What this task involves =
Copy out the listing below in full, changing each occurrence of "pixel coordinates" to "screen coordinates" and keeping every other character the same.

Items from a data source

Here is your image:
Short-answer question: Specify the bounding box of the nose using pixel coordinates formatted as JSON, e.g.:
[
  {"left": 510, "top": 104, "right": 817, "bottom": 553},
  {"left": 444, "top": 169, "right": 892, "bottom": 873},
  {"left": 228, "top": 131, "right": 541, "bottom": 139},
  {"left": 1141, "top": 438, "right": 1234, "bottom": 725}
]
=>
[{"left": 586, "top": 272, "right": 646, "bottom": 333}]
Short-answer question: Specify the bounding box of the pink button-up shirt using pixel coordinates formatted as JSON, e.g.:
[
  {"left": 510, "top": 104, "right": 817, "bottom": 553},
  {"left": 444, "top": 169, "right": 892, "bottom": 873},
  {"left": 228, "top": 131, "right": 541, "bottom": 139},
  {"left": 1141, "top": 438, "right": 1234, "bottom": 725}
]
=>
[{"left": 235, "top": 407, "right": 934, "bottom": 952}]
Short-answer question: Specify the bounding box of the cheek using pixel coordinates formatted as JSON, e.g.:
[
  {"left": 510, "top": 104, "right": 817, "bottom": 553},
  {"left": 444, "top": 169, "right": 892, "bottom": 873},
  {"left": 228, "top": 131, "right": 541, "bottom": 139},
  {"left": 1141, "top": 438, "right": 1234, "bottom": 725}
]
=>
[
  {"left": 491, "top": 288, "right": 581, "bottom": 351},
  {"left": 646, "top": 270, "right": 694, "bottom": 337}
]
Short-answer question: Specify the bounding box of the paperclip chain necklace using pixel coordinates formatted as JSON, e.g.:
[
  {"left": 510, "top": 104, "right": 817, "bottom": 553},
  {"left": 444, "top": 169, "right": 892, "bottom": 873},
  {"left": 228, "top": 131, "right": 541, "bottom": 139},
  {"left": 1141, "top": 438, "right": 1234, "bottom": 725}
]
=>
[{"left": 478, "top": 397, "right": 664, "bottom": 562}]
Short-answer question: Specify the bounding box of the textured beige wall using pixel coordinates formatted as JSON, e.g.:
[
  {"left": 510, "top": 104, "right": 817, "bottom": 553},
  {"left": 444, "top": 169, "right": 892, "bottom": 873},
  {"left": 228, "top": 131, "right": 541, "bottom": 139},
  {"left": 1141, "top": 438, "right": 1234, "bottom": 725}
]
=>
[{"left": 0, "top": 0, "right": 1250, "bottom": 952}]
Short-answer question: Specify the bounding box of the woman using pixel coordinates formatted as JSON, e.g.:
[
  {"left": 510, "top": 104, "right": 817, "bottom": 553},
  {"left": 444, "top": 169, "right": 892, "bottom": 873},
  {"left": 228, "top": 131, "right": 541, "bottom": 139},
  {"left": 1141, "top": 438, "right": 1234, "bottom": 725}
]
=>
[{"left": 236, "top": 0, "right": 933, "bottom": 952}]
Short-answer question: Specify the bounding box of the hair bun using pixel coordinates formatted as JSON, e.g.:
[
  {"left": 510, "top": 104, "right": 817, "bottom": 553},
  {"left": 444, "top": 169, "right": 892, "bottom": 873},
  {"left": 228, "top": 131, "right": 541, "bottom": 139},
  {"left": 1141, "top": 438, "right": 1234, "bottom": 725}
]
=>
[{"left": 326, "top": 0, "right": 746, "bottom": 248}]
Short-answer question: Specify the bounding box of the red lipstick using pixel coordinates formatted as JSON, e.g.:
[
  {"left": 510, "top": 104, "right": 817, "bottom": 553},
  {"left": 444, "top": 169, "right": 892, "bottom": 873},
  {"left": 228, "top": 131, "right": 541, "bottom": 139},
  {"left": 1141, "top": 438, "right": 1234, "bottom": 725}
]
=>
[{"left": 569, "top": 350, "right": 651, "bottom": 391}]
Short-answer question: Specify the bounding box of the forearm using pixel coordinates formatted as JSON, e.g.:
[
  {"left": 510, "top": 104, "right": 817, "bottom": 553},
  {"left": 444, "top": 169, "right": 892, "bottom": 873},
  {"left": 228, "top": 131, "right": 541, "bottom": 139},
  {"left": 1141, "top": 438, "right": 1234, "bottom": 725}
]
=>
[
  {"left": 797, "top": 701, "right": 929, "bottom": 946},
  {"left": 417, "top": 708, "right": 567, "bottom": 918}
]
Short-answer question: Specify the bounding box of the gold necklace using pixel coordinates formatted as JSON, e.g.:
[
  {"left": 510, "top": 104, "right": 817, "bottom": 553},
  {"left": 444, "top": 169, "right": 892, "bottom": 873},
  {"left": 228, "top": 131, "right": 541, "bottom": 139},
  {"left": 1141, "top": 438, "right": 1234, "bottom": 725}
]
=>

Solution =
Here is your image:
Short-answer question: Specify the bounding box of the nose using screen coordinates formatted as JSON, e.g.:
[
  {"left": 510, "top": 104, "right": 817, "bottom": 553},
  {"left": 444, "top": 169, "right": 892, "bottom": 873},
  {"left": 228, "top": 131, "right": 541, "bottom": 139},
  {"left": 1141, "top": 438, "right": 1234, "bottom": 725}
]
=>
[{"left": 586, "top": 272, "right": 646, "bottom": 333}]
Short-answer question: Specify the bounding box of the pink button-up shirt using screen coordinates formatted as JSON, e.g.:
[
  {"left": 510, "top": 104, "right": 817, "bottom": 553},
  {"left": 444, "top": 169, "right": 892, "bottom": 873},
  {"left": 228, "top": 131, "right": 541, "bottom": 139},
  {"left": 1141, "top": 438, "right": 1234, "bottom": 725}
]
=>
[{"left": 235, "top": 407, "right": 934, "bottom": 952}]
Short-answer question: Specify the bounding box of the cheek using screen coordinates formatted as JSON, e.g.:
[
  {"left": 510, "top": 104, "right": 817, "bottom": 553},
  {"left": 444, "top": 169, "right": 892, "bottom": 873},
  {"left": 228, "top": 131, "right": 541, "bottom": 139},
  {"left": 1141, "top": 438, "right": 1234, "bottom": 725}
]
=>
[
  {"left": 491, "top": 288, "right": 581, "bottom": 351},
  {"left": 646, "top": 270, "right": 694, "bottom": 337}
]
Short-answer question: Specify the bounding box of the paperclip chain necklace using screen coordinates formatted as JSON, e.g.:
[
  {"left": 510, "top": 104, "right": 817, "bottom": 553},
  {"left": 444, "top": 169, "right": 892, "bottom": 873},
  {"left": 228, "top": 131, "right": 541, "bottom": 139},
  {"left": 1141, "top": 438, "right": 1234, "bottom": 725}
]
=>
[{"left": 478, "top": 397, "right": 664, "bottom": 562}]
Short-answer question: Specify the bounding box of the textured beige wall using screen coordinates formatted as JSON, e.g.:
[
  {"left": 510, "top": 104, "right": 817, "bottom": 553},
  {"left": 444, "top": 169, "right": 892, "bottom": 873},
  {"left": 228, "top": 131, "right": 541, "bottom": 139},
  {"left": 1141, "top": 438, "right": 1234, "bottom": 725}
]
=>
[{"left": 0, "top": 0, "right": 1250, "bottom": 952}]
Short-answer question: Specify the bounding box of the woman using screen coordinates formatted as JSON, e.g.:
[
  {"left": 510, "top": 104, "right": 817, "bottom": 553},
  {"left": 444, "top": 169, "right": 892, "bottom": 873},
  {"left": 228, "top": 131, "right": 541, "bottom": 139},
  {"left": 1141, "top": 438, "right": 1234, "bottom": 725}
]
=>
[{"left": 236, "top": 0, "right": 933, "bottom": 952}]
Short-answer question: Specify the bounding box of the hair bun using screen coordinates formatted as JSON, e.g.:
[
  {"left": 510, "top": 104, "right": 817, "bottom": 553},
  {"left": 444, "top": 169, "right": 892, "bottom": 873},
  {"left": 228, "top": 131, "right": 541, "bottom": 139},
  {"left": 1141, "top": 438, "right": 1234, "bottom": 725}
]
=>
[{"left": 326, "top": 0, "right": 746, "bottom": 248}]
Short-answer question: Specify the bounding box of the red lipstick using screen coordinates formatted as JSON, e.g.:
[
  {"left": 510, "top": 104, "right": 817, "bottom": 553},
  {"left": 444, "top": 169, "right": 892, "bottom": 873},
  {"left": 228, "top": 131, "right": 541, "bottom": 139},
  {"left": 1141, "top": 438, "right": 1234, "bottom": 725}
]
=>
[{"left": 569, "top": 350, "right": 651, "bottom": 391}]
Short-answer question: Specify the bounding box of the forearm using screen coordinates formatted as JSON, e.g.:
[
  {"left": 510, "top": 104, "right": 817, "bottom": 553},
  {"left": 444, "top": 169, "right": 892, "bottom": 873},
  {"left": 228, "top": 131, "right": 541, "bottom": 139},
  {"left": 1141, "top": 438, "right": 1234, "bottom": 725}
]
=>
[
  {"left": 797, "top": 701, "right": 929, "bottom": 946},
  {"left": 417, "top": 708, "right": 567, "bottom": 918}
]
Short-answer question: Specify the bounding box of the gold necklace using screen coordinates formatted as JSON, e.g.:
[
  {"left": 510, "top": 104, "right": 817, "bottom": 553},
  {"left": 444, "top": 169, "right": 892, "bottom": 873},
  {"left": 228, "top": 131, "right": 541, "bottom": 139},
  {"left": 1141, "top": 438, "right": 1234, "bottom": 725}
]
=>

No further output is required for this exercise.